• Exercise requirements:
Extract every line of the listing below word for word, leaving out the picture.
Begin
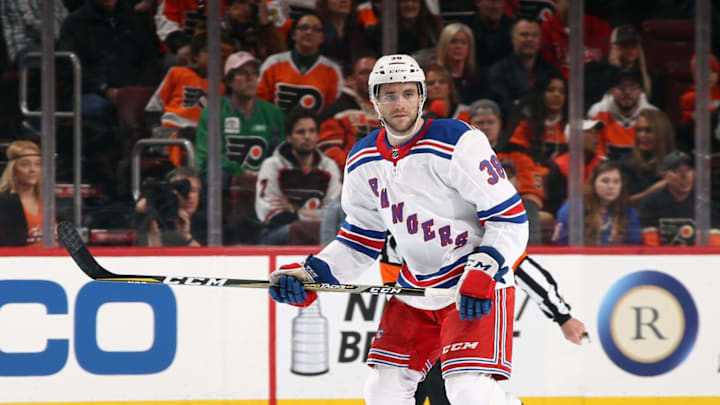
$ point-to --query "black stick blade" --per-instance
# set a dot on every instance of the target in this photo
(70, 238)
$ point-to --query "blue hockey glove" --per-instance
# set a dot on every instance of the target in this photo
(287, 280)
(483, 270)
(288, 290)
End
• Solved problem:
$ point-to --query "black stick blade" --per-instance
# set a dot on every instance of the target in this photo
(70, 238)
$ point-to --query "blue hockey glove" --per-instance
# set a dot on every instance of the target in this photo
(287, 280)
(483, 270)
(288, 290)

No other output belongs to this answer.